Excerpts of location labeling data
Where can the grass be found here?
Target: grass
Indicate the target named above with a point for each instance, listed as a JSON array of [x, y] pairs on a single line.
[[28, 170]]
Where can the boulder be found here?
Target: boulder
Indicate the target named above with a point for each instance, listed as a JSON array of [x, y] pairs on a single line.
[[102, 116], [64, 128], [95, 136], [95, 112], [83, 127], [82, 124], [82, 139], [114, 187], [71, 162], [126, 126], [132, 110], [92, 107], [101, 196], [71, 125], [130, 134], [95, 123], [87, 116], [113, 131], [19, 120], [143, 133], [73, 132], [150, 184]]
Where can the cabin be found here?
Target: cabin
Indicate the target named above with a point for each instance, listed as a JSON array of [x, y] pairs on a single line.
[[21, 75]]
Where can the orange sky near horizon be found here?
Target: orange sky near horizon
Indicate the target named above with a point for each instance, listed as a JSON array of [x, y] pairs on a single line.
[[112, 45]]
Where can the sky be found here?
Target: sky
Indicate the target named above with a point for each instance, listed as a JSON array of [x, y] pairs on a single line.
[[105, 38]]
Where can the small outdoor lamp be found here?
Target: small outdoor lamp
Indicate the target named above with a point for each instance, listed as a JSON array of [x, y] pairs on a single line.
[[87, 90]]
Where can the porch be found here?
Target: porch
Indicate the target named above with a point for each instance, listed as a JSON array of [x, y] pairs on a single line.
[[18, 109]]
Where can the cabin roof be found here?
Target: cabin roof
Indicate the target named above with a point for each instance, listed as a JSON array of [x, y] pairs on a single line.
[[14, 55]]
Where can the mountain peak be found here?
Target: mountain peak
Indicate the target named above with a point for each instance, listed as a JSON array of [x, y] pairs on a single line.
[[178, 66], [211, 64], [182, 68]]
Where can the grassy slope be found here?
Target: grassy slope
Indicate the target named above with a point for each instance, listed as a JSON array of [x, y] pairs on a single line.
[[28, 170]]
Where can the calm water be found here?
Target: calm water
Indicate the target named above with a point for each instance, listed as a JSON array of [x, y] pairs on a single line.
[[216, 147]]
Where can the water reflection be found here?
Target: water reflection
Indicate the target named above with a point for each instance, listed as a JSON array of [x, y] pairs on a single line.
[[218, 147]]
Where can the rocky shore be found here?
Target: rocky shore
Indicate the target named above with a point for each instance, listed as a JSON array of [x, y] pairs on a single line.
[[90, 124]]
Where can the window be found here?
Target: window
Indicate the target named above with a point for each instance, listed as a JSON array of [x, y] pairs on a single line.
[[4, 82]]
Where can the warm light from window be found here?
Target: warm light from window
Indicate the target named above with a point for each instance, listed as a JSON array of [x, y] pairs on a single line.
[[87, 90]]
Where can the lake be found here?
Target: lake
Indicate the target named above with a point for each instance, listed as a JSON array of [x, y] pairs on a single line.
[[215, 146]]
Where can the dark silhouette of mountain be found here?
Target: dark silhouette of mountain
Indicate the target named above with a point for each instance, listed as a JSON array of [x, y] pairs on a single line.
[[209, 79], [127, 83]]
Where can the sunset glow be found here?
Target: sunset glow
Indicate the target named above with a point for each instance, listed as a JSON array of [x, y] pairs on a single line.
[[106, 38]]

* * *

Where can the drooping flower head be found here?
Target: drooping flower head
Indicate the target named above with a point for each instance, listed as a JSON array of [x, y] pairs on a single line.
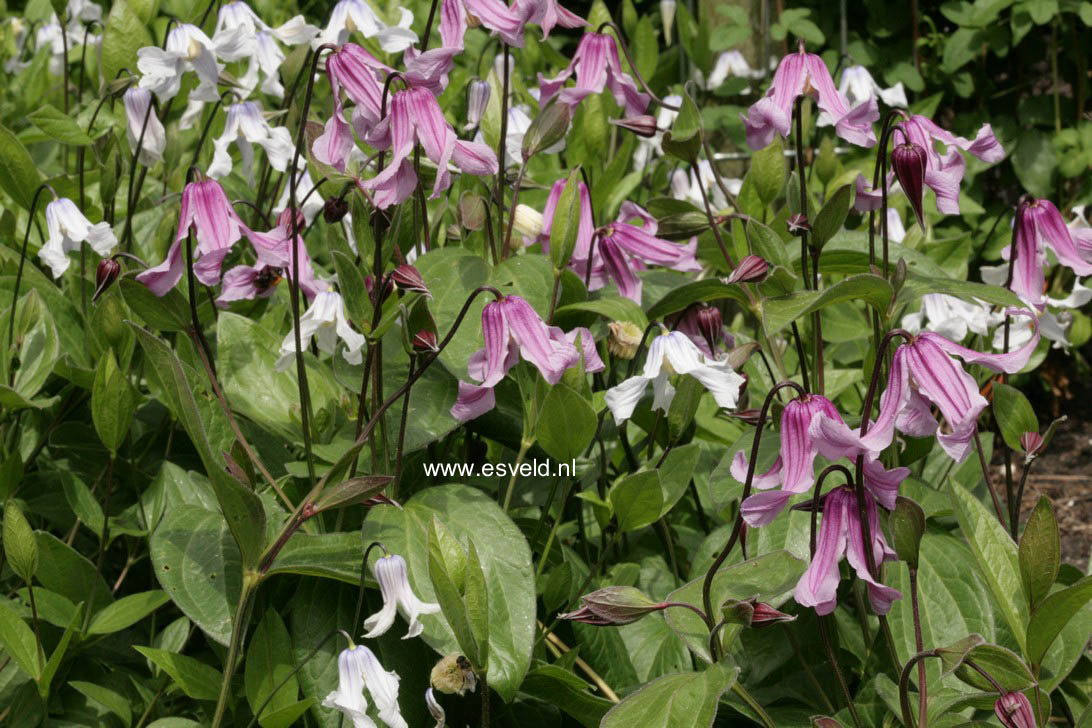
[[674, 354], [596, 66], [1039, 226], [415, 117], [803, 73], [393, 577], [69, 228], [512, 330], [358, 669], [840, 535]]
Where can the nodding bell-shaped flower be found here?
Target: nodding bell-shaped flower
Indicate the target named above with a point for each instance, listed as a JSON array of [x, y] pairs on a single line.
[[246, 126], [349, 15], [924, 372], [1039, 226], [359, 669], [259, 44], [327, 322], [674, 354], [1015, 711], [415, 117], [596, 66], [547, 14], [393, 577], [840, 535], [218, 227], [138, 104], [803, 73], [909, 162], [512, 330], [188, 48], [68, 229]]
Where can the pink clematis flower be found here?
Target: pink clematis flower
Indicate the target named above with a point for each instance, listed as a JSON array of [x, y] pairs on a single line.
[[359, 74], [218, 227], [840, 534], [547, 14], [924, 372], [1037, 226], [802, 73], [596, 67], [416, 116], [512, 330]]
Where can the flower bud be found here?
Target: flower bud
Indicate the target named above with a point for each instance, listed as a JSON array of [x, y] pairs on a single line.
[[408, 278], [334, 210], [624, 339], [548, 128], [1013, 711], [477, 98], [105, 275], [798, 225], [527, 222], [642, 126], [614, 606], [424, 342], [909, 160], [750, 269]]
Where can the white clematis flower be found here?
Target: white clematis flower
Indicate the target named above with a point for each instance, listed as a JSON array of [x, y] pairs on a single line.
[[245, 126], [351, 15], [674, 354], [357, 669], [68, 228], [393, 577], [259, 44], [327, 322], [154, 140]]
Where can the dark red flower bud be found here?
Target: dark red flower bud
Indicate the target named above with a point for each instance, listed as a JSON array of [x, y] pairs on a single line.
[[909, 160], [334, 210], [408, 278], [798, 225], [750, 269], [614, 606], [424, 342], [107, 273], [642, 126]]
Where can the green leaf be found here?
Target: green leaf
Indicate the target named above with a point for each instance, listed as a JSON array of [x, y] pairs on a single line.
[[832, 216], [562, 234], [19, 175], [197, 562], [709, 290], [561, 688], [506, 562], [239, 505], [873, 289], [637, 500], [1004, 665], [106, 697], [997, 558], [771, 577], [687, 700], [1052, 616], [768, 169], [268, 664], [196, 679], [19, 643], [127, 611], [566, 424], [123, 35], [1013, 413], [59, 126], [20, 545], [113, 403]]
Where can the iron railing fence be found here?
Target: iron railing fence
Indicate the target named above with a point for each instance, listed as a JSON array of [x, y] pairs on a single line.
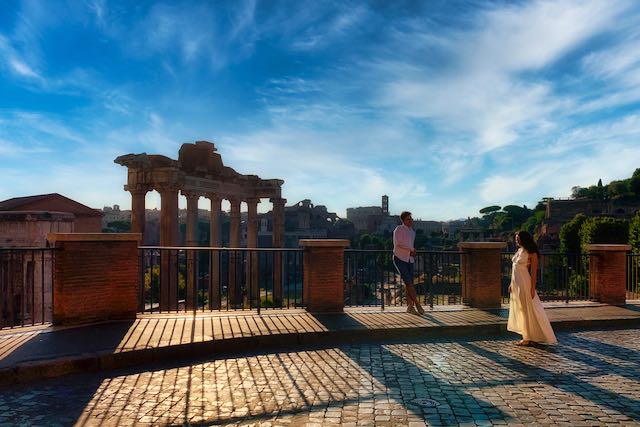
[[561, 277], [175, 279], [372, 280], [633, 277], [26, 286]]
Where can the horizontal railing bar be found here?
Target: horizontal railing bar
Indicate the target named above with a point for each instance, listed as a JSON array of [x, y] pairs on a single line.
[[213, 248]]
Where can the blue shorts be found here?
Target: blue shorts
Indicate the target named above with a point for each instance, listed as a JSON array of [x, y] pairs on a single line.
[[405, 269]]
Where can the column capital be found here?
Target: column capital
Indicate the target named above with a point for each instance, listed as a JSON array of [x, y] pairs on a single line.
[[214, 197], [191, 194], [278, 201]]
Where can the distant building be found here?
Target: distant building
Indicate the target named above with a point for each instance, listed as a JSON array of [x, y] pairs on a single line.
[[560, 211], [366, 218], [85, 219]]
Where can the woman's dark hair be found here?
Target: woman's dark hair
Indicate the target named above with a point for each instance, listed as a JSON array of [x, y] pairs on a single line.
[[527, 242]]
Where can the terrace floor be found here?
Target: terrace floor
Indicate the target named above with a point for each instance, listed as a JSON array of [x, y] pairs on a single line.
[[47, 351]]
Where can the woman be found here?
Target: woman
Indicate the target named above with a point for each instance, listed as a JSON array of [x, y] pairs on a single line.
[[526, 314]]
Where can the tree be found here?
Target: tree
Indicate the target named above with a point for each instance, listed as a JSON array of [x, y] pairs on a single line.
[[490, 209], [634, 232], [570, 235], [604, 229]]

==

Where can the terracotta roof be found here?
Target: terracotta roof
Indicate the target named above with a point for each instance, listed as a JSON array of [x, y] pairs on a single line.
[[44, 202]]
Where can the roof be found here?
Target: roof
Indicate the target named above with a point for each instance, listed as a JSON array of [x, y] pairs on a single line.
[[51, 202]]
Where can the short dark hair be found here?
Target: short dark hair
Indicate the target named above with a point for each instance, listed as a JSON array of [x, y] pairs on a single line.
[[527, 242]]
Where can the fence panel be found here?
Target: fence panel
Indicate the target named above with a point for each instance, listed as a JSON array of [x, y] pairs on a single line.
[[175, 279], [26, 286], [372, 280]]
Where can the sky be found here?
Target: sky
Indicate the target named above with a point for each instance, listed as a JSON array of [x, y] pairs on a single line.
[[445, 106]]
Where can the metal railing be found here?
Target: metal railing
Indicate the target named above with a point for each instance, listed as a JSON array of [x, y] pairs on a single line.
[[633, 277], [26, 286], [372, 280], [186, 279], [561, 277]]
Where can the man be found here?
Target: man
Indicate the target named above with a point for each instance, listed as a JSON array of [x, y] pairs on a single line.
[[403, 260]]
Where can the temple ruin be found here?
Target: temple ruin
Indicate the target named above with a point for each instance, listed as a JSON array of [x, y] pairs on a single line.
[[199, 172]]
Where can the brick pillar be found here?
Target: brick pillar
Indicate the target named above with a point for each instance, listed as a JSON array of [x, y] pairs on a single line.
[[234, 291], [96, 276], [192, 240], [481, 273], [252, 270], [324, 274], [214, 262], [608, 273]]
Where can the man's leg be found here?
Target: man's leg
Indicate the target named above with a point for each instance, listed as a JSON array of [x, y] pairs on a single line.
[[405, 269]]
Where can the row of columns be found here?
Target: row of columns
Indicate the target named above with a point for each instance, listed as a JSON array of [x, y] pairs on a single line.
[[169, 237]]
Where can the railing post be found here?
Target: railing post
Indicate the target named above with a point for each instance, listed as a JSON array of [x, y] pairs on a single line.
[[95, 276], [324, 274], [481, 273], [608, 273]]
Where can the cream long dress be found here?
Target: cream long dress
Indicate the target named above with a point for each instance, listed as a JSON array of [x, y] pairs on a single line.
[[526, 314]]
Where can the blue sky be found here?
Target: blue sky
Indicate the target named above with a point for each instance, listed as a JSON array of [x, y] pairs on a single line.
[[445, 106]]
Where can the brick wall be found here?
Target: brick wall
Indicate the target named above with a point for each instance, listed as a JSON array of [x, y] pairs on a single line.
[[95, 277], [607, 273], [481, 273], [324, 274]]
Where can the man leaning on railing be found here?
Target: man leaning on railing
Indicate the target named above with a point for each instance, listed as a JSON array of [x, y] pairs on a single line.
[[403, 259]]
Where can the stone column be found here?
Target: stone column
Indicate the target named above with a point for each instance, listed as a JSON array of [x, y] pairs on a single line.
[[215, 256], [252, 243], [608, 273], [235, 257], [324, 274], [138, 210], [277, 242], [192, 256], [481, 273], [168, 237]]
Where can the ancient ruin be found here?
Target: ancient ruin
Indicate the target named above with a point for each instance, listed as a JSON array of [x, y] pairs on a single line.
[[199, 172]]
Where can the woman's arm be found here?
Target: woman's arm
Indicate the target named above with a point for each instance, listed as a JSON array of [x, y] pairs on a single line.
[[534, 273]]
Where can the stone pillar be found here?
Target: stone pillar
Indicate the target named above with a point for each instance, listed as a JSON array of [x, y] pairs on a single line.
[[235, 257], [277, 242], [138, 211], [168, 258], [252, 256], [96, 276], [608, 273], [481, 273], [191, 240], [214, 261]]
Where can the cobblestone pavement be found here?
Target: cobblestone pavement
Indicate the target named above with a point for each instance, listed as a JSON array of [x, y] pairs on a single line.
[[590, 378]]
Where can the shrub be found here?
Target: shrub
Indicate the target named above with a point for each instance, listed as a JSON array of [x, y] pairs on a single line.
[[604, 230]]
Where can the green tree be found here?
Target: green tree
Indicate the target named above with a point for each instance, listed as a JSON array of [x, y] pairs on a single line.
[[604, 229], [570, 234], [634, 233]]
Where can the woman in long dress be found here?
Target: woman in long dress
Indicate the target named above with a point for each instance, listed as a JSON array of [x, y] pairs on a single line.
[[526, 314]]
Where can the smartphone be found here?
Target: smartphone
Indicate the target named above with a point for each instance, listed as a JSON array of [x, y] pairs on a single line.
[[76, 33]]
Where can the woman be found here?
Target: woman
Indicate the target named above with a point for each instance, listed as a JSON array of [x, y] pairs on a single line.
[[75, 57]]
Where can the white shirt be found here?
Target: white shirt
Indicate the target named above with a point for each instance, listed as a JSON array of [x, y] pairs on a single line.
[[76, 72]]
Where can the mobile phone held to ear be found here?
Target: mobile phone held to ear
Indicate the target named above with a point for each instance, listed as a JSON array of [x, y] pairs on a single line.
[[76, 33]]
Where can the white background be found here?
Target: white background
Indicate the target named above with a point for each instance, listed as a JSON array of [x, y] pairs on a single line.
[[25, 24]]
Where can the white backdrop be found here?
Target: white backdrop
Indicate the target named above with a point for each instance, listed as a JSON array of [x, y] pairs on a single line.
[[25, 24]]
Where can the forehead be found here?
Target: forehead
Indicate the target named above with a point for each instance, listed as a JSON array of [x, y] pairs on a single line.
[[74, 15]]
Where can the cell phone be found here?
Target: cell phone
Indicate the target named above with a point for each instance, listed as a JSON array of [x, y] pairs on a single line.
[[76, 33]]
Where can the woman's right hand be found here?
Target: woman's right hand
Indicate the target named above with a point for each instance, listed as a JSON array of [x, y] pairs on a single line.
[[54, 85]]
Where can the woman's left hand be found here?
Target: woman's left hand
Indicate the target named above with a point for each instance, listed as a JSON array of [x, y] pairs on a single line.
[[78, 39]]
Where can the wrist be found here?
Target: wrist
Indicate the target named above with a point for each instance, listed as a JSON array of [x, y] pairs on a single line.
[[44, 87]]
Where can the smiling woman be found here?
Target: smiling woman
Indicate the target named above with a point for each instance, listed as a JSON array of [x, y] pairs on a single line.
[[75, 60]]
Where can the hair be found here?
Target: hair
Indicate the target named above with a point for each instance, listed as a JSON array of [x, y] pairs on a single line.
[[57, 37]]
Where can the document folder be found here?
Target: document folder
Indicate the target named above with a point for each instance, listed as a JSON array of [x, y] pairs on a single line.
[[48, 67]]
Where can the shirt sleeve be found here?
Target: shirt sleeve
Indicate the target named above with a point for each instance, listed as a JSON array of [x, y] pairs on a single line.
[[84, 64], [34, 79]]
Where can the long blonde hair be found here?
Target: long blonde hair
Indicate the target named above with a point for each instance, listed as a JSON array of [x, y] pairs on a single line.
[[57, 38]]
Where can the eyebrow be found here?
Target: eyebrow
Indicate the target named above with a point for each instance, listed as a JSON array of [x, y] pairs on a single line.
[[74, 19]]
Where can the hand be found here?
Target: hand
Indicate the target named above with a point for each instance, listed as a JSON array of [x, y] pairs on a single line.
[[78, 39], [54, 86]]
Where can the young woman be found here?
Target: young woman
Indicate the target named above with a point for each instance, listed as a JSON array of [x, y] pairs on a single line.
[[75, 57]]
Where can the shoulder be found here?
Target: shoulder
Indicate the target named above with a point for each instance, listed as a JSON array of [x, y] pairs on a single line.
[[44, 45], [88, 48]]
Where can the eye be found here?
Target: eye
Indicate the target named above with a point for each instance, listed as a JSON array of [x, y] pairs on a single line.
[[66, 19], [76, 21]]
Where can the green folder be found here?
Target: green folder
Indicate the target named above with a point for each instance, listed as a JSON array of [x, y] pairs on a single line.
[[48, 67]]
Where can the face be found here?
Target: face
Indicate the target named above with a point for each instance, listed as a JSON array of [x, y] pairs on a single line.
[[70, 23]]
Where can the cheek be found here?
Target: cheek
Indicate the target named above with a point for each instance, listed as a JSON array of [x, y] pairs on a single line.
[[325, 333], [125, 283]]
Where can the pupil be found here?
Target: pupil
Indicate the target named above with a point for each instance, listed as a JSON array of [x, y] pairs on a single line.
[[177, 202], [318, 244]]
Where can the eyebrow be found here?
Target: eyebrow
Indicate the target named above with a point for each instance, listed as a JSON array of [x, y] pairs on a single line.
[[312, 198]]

**The exercise**
Report how many lines of the rows above contain the string "floor", treating case as significant. Give only the number.

**Right answer**
2